[ACTIVITY]
Only the lines from the line holding "Could you please spot the green painted" through the final line of the entries below are to be returned, exactly as they stand.

[LISTED RECORDS]
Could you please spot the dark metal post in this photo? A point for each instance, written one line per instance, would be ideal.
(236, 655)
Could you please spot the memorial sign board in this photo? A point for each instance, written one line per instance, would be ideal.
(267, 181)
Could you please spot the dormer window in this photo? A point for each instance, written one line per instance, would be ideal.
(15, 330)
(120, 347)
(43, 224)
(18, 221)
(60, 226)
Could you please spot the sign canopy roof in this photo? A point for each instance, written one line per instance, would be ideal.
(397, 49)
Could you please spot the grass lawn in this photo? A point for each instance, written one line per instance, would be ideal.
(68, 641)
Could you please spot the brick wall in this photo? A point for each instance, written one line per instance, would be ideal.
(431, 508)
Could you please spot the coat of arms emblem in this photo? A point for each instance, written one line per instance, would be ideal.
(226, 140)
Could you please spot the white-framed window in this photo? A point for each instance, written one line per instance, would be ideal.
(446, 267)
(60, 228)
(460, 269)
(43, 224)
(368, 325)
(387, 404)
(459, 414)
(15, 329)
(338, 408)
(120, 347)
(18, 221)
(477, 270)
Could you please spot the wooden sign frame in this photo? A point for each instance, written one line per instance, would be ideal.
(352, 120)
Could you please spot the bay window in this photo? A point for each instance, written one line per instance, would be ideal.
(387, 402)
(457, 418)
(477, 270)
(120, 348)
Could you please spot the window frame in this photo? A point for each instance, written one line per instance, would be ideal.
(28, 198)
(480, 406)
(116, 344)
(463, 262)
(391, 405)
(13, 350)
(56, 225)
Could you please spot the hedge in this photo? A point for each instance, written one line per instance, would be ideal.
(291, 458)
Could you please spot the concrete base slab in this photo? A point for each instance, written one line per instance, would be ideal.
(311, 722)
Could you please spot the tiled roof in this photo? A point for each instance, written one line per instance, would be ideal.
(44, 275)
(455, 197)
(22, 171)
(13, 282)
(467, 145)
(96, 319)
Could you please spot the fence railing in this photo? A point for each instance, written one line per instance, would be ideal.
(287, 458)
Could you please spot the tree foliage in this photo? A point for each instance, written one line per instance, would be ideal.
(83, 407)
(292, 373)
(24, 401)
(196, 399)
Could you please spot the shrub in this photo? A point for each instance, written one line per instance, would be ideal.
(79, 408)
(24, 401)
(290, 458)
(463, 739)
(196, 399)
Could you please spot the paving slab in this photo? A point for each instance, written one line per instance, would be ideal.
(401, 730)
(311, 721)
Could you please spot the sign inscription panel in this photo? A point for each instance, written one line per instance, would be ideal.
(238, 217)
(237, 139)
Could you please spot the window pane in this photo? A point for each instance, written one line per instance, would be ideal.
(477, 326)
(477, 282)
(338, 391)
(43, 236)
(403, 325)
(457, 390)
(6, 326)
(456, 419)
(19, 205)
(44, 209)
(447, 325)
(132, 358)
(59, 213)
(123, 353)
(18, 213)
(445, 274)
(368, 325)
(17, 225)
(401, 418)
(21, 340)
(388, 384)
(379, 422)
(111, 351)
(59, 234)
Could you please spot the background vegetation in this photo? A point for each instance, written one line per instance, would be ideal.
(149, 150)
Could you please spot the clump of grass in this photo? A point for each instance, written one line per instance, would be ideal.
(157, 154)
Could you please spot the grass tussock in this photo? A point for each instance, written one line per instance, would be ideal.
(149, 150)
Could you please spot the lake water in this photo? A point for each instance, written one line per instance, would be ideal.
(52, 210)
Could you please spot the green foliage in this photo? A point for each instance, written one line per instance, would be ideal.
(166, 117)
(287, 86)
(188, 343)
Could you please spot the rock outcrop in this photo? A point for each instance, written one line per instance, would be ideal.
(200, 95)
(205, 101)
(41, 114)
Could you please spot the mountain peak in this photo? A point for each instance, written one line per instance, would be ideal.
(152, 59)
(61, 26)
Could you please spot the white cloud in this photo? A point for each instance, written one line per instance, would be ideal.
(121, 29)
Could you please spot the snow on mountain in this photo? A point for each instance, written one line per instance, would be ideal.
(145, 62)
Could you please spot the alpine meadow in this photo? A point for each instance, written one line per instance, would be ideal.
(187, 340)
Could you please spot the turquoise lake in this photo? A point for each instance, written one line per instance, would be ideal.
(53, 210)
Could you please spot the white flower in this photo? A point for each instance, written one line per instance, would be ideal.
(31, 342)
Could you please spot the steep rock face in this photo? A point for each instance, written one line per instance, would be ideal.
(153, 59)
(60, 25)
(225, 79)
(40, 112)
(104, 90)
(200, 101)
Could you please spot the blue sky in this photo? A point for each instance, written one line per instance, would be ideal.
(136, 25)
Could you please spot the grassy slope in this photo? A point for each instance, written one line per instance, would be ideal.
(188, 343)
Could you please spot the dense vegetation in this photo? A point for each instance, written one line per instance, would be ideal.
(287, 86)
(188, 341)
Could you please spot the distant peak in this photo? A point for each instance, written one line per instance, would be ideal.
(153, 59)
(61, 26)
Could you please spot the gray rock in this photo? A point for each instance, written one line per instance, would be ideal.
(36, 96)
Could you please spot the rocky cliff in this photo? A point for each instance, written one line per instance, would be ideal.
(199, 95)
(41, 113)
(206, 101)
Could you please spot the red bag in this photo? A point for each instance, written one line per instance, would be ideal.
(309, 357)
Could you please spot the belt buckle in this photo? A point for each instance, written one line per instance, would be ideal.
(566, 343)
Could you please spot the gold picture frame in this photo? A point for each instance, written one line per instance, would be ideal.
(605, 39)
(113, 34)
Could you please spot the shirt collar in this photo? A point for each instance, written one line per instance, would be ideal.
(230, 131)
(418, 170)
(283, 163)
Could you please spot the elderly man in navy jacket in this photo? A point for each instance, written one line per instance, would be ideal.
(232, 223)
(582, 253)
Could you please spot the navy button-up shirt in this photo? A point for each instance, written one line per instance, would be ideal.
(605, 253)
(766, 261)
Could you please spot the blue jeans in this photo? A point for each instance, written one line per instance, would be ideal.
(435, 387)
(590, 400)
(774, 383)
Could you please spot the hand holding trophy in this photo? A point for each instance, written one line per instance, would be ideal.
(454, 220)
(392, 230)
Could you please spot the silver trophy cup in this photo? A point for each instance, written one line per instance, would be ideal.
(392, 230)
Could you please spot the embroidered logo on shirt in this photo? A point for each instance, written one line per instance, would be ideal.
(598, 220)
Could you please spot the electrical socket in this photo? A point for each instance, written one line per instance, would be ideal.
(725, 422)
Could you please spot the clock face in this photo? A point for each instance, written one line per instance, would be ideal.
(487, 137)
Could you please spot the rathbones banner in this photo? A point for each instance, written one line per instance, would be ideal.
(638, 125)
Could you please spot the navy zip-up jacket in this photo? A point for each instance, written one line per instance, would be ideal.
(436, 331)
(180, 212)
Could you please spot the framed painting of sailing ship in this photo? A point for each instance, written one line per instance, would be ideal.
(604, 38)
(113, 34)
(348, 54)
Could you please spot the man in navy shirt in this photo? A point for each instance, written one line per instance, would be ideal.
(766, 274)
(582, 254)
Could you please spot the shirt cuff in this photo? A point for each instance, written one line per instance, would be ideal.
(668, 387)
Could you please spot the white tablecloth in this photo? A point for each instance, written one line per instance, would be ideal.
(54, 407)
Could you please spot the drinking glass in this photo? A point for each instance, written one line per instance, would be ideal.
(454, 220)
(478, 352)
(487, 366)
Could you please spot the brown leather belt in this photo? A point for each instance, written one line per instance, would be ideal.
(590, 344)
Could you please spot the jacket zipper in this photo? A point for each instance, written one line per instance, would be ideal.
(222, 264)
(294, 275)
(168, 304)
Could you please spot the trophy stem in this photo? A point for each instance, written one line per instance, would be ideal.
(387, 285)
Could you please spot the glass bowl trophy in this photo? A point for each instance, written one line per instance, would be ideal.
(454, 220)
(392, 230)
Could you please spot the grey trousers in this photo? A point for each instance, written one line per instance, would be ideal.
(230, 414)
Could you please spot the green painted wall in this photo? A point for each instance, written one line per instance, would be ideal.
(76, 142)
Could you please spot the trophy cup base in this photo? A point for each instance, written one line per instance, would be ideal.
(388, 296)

[ANSWER FOR THIS EXERCISE]
Could you please spot the green painted wall in this photo? A point for each instance, written one line per instance, would be ideal.
(76, 142)
Could you please spot the trophy cup base in this photo? A point for each instance, written one line per instance, would be ideal.
(388, 296)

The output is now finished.